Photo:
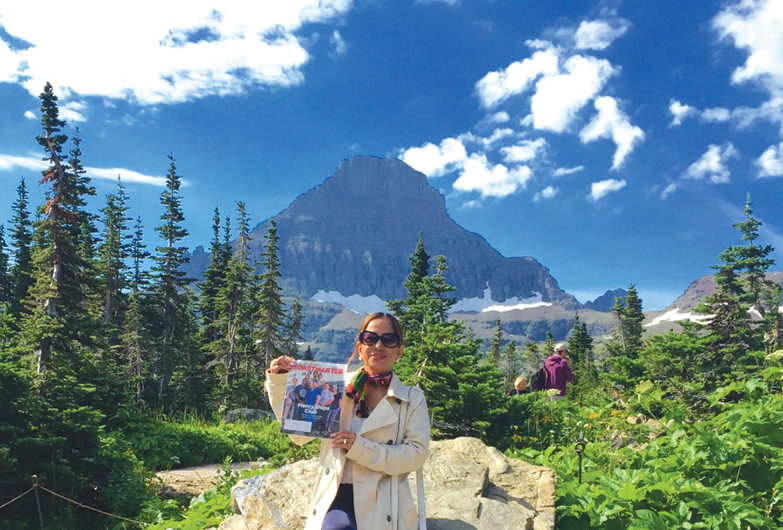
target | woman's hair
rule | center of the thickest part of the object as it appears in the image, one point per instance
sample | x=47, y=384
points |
x=369, y=318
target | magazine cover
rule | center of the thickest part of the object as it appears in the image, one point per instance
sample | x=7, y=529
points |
x=313, y=399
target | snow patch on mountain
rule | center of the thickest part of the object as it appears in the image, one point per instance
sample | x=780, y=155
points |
x=486, y=303
x=371, y=304
x=675, y=316
x=358, y=304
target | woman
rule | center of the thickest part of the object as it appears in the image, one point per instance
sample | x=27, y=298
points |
x=384, y=435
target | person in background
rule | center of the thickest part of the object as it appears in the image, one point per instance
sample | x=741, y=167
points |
x=558, y=366
x=519, y=387
x=384, y=435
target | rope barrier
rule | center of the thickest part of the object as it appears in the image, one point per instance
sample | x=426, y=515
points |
x=36, y=486
x=16, y=498
x=80, y=505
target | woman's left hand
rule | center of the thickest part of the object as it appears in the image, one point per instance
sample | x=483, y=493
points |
x=343, y=440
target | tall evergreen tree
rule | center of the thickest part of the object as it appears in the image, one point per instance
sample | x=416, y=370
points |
x=214, y=277
x=271, y=315
x=170, y=279
x=741, y=287
x=464, y=396
x=60, y=292
x=293, y=329
x=494, y=349
x=114, y=252
x=532, y=357
x=5, y=276
x=137, y=339
x=21, y=273
x=237, y=306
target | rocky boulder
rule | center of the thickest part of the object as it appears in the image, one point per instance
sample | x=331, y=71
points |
x=467, y=486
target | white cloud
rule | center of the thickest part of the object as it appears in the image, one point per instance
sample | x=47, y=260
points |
x=671, y=188
x=601, y=189
x=491, y=180
x=162, y=52
x=611, y=122
x=562, y=171
x=559, y=97
x=757, y=27
x=436, y=161
x=10, y=162
x=712, y=164
x=547, y=193
x=679, y=112
x=73, y=111
x=340, y=47
x=598, y=34
x=33, y=162
x=489, y=141
x=770, y=163
x=523, y=151
x=126, y=175
x=496, y=87
x=717, y=114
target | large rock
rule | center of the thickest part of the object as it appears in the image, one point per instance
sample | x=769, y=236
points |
x=467, y=486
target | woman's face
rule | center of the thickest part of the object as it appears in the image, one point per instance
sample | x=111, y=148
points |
x=378, y=359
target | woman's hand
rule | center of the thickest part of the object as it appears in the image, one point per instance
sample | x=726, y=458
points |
x=343, y=439
x=281, y=365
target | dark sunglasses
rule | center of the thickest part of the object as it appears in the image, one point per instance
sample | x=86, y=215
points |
x=369, y=338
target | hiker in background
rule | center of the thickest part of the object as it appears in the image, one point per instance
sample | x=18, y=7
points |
x=558, y=367
x=519, y=387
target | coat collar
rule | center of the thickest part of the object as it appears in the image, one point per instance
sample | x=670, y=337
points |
x=384, y=414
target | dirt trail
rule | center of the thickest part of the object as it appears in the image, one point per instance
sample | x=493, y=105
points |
x=192, y=481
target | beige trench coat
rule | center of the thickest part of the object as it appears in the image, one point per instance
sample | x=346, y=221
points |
x=382, y=496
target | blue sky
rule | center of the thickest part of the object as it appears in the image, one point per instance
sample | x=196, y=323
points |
x=615, y=142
+---+
▶ **GIVEN REQUEST**
Copy out every line of the items from the one containing "target | dirt trail" through the last line, including both.

▶ **OUTPUT FOR THIS EXERCISE**
target | dirt trail
rule | center of the thickest part of the object as it appears in the image, one point per instance
sample | x=493, y=105
points |
x=192, y=481
target | beige trench coat
rule | center of the thickest part of the object as it appears in the image, one point per instance
sample | x=346, y=221
points |
x=382, y=496
target | blue sky
rule | center of the thickest part of the object as it appears in the image, one point per instance
sample | x=196, y=323
points |
x=615, y=142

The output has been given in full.